--- start ---

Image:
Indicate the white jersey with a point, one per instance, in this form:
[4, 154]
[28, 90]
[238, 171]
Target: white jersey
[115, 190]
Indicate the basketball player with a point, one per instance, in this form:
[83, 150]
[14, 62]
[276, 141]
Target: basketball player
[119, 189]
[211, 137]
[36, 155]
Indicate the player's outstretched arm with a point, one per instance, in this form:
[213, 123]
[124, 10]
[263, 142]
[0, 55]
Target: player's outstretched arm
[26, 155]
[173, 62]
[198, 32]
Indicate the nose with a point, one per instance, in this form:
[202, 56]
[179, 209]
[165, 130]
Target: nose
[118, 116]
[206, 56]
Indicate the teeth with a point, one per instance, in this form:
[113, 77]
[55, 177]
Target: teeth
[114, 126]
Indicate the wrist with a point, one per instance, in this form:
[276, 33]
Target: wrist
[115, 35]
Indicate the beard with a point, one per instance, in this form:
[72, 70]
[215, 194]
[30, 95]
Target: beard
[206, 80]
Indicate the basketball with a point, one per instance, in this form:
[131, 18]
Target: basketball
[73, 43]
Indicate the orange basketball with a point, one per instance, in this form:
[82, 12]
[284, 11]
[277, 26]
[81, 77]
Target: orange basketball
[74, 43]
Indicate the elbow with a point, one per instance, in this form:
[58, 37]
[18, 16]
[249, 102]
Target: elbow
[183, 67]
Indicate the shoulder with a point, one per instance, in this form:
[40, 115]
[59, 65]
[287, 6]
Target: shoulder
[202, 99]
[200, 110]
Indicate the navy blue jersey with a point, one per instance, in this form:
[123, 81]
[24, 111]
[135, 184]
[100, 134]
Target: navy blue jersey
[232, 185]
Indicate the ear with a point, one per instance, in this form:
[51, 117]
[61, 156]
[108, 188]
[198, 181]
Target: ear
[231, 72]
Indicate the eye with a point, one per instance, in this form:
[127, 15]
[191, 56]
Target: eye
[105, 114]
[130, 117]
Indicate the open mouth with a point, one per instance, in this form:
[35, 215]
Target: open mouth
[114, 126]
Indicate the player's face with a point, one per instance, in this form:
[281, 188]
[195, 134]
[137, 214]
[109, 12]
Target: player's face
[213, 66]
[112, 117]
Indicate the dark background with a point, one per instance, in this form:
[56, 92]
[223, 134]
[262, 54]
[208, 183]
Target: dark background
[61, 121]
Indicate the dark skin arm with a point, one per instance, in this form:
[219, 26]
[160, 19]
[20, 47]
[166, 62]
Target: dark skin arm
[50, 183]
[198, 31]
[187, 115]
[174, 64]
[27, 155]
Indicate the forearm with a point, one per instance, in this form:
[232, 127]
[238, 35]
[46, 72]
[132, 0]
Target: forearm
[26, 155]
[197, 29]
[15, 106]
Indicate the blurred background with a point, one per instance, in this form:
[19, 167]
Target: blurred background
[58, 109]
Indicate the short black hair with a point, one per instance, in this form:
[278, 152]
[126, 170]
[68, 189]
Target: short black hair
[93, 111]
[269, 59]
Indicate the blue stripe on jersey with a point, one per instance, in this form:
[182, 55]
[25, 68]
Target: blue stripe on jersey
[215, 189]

--- end ---

Your task is to extract all of the records exactly.

### In response:
Image:
Indicate the white jersey with a point, one per instance, in this form:
[4, 154]
[28, 90]
[238, 171]
Target: white jersey
[115, 190]
Indicate the basketball player with a point, one per instance, in this form:
[83, 150]
[14, 62]
[276, 141]
Target: basketball player
[119, 189]
[211, 137]
[36, 155]
Indicate the player's outstretched arm with a point, one per instance, in this form:
[213, 123]
[124, 10]
[263, 142]
[0, 55]
Target: player's outstretched arm
[26, 155]
[173, 62]
[198, 32]
Indicate the nose with a point, one per instance, in this form:
[202, 56]
[179, 209]
[165, 130]
Target: nose
[118, 116]
[206, 56]
Indicate the teeth with a point, one per instance, in this form:
[113, 77]
[55, 177]
Target: teeth
[114, 126]
Indicate the wrist with a point, one per instance, in this form:
[276, 33]
Target: wrist
[115, 35]
Indicate the beard with a point, one per instance, in this form:
[72, 70]
[215, 194]
[30, 95]
Target: beard
[206, 80]
Indicate the basketball with a point, one per instance, in this form:
[131, 18]
Target: basketball
[73, 43]
Indicate the orange basketball with a point, one per instance, in this form:
[82, 12]
[284, 11]
[277, 26]
[81, 77]
Target: orange basketball
[74, 43]
Indicate the elbow with a point, one per instance, in this form:
[58, 37]
[18, 16]
[249, 102]
Target: elbow
[183, 67]
Indicate the shoulder with a point, one per instance, in this form:
[40, 115]
[59, 65]
[287, 6]
Target: shoulder
[202, 99]
[200, 110]
Indicate the navy blue jersey with a point, one per instance, in this form:
[123, 81]
[24, 111]
[135, 184]
[100, 134]
Target: navy blue jersey
[232, 185]
Indicate the ear with a point, one per instance, in this form:
[51, 117]
[61, 156]
[108, 188]
[198, 181]
Target: ear
[231, 72]
Indicate the eye with a point, one per instance, in this form:
[127, 15]
[191, 56]
Target: eye
[105, 114]
[130, 117]
Indicate the open mouth with a point, one per instance, in this form:
[35, 215]
Target: open mouth
[114, 126]
Indicate the player's face with a point, one per instance, in this form:
[281, 188]
[195, 134]
[137, 214]
[109, 12]
Target: player's face
[213, 66]
[112, 117]
Indicate the dark background with a point, one per instance, in this form:
[56, 92]
[223, 134]
[262, 54]
[208, 183]
Target: dark background
[61, 121]
Indicate the dark skin arm with a point, one per instance, in this form:
[219, 26]
[160, 19]
[20, 47]
[166, 62]
Target: dark skin arm
[50, 183]
[198, 31]
[187, 115]
[174, 64]
[27, 155]
Indicate the forearm with a point, one per instance, in this form:
[232, 127]
[238, 35]
[46, 72]
[132, 0]
Target: forearm
[26, 155]
[197, 29]
[15, 106]
Indicate the blurred background with a point, one per instance, in this form:
[19, 167]
Target: blurred background
[58, 109]
Indicate the short black hair with a point, one per instance, in this form:
[278, 152]
[126, 170]
[68, 189]
Target: short black hair
[93, 111]
[269, 59]
Indicate the blue stripe on jersey with a point, one per instance, in this form:
[182, 55]
[25, 68]
Target: blue stripe on jersey
[215, 189]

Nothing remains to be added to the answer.